### Texte fourni

Aurélie Dupont, qui avait programmé cette saison 2023/2024 avant de quitter la Direction du Ballet de l'Opéra en juin 2022 peut s'enorgueillir d'avoir convaincu le grand chorégraphe tchèque d'enrichir le répertoire du Ballet de l'Opéra de Paris de trois de ses œuvres.  Il s'agit de reprises de ballets importants crées en 2008 (pour Gods and Dogs) voire même en 1991 (pour Petite Mort et Sechs Tänze sur du Mozart). Prises séparément, chacune d'elle a sa valeur. L'ex-Directrice de la danse n'a-t-elle donc pas perçu que ces quatre œuvres (avec Stepping Stones déjà au répertoire depuis 2001) programmées ensemble allaient non pas s'additionner richement mais se télescoper, tant elles se nourrissent d'un même univers (même plongée dans le noir, costumes presque identiques pour les trois premiers, et construction semblable sur une suite constante de solos, duos trios ou quatuors…) ?

### Matériel fourni
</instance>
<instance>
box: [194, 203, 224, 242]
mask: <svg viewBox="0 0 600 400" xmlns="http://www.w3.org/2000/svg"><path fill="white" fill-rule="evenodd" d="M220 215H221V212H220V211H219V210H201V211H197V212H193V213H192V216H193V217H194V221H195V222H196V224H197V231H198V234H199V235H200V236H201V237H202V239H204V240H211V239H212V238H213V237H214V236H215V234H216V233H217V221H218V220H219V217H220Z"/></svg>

### Consigne
Remplacez « chorégraphe » par « créateur » dans le texte sur la saison du Ballet de l'Opéra, en recopiant tout le passage depuis « Aurélie Dupont, qui » jusqu'à « ou quatuors…) ? ». Appuyez-vous uniquement sur le texte fourni.

### Tâche réalisée
Aurélie Dupont, qui avait programmé cette saison 2023/2024 avant de quitter la Direction du Ballet de l'Opéra en juin 2022 peut s'enorgueillir d'avoir convaincu le grand créateur tchèque d'enrichir le répertoire du Ballet de l'Opéra de Paris de trois de ses œuvres.  Il s'agit de reprises de ballets importants crées en 2008 (pour Gods and Dogs) voire même en 1991 (pour Petite Mort et Sechs Tänze sur du Mozart). Prises séparément, chacune d'elle a sa valeur. L'ex-Directrice de la danse n'a-t-elle donc pas perçu que ces quatre œuvres (avec Stepping Stones déjà au répertoire depuis 2001) programmées ensemble allaient non pas s'additionner richement mais se télescoper, tant elles se nourrissent d'un même univers (même plongée dans le noir, costumes presque identiques pour les trois premiers, et construction semblable sur une suite constante de solos, duos trios ou quatuors…) ?